La diffusione del Coronavirus sembra regredire, è vero, e con essa anche casi, ricoveri e decessi. Così si evince dagli ultimi dati forniti dal Ministero della Salute, dove dalla sintesi di monitoraggio nazionale si legge che “l’epidemia si conferma in una fase di miglioramento con incidenza in diminuzione, trasmissibilità al di sotto della soglia epidemica e diminuzione nei tassi di occupazione dei posti letto in area medica e in terapia intensiva”. Questo fattore, se da un lato porta buone notizie, dall’altro si discosta molto dalle dinamiche che ruotano attorno al mero concetto di infezione e alla funzionalità dei protocolli sanitari che oggi (soprattutto facendo riferimento alle strutture pubbliche) risultano inapplicati e disorganizzati.
Francesco Barucco e Francesco Angelini, avvocati dello Sportello Legale Sanità, lanciano un allarme in diretta ai microfoni di Ilario di Giovambattista proprio in questa direzione: “I medici fanno il loro lavoro, purtroppo il problema è la disfunzione della struttura ed è per questo che vengono prese le infezioni e ci si può morire. Ci sono germi particolarmente aggressivi e resistenti agli antibiotici. Il problema infettivo non lo risolvi con ‘l’amico’ che ti opera in maniera perfetta”. Il problema perciò non sono i medici o il personale sanitario in toto, ma la prevenzione delle strutture che oggi sembra mancare. “Ci sono studi internazionali che ci mettono all’ultimo posto del mondo sviluppato come numero di infezioni per numero di ricoveri. L’ultimo paese al mondo. “Il fatto che siamo ultimi nella classifica dovrebbe spingerci a migliorare. Son d’accordo che i medici e gli infermieri sono pagati una miseria e questo è ingiusto ma non è una ragione per non migliorare. Ci stiamo occupando di interventi derivati, ad esempio, dalle colecistectomie”.
Le parole chiave per risanare la situazione descritta diventano perciò organizzazione, prevenzione e giusto equilibrio anche riguardo i fattori economici: “Basta fare un giro per una struttura pubblica per capire come siamo messi. Questo a fronte di una spesa sanitaria che, in percentuale del PIL, non è inferiore di molto rispetto ai maggiori paesi europei. Accade perché siamo un popolo di individualisti e nessuno rispetta l’altro. Poi c’è chi deve supervisionare che non lo fa e quindi si crea questa tempesta perfetta. Sono disfunzioni sì, della struttura, ma molte volte sono i comportamenti individuali”.

**IL TUO COMPITO:** Restituisci dal brano sulle infezioni ospedaliere tutto il testo compreso tra "La diffusione del" e "inapplicati e disorganizzati.", senza modifiche. I dati riportati di seguito non hanno alcun legame con il brano.

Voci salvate
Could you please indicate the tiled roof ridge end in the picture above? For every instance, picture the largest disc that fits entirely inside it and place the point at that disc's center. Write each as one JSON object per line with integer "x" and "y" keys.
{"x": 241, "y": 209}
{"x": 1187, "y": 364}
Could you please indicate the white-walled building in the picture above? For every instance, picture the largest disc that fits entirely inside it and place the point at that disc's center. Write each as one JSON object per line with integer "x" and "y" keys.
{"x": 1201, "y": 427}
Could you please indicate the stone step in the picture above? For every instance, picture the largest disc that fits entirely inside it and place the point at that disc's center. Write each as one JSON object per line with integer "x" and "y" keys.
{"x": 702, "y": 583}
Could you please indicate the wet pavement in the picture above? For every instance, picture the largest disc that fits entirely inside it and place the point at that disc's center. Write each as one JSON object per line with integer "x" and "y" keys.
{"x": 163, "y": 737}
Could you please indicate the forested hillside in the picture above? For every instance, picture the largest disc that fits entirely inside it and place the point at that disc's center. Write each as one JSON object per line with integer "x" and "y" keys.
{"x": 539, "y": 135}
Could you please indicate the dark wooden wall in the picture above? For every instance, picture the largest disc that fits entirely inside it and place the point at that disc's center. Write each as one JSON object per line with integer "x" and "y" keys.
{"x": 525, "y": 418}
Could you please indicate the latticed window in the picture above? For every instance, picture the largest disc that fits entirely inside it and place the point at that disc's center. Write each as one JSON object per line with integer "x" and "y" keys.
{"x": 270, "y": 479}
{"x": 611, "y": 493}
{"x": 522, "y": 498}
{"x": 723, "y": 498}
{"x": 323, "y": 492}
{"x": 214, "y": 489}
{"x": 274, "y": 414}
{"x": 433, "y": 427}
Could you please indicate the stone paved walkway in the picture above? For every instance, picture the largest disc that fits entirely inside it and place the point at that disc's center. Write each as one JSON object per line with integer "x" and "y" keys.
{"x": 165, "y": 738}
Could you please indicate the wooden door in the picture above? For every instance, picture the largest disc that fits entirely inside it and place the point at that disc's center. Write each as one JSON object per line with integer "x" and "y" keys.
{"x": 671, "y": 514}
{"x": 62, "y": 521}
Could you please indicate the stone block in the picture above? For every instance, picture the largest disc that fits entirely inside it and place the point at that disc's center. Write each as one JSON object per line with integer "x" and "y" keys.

**SOLUZIONE DELL'ESERCIZIO:**
La diffusione del Coronavirus sembra regredire, è vero, e con essa anche casi, ricoveri e decessi. Così si evince dagli ultimi dati forniti dal Ministero della Salute, dove dalla sintesi di monitoraggio nazionale si legge che “l’epidemia si conferma in una fase di miglioramento con incidenza in diminuzione, trasmissibilità al di sotto della soglia epidemica e diminuzione nei tassi di occupazione dei posti letto in area medica e in terapia intensiva”. Questo fattore, se da un lato porta buone notizie, dall’altro si discosta molto dalle dinamiche che ruotano attorno al mero concetto di infezione e alla funzionalità dei protocolli sanitari che oggi (soprattutto facendo riferimento alle strutture pubbliche) risultano inapplicati e disorganizzati.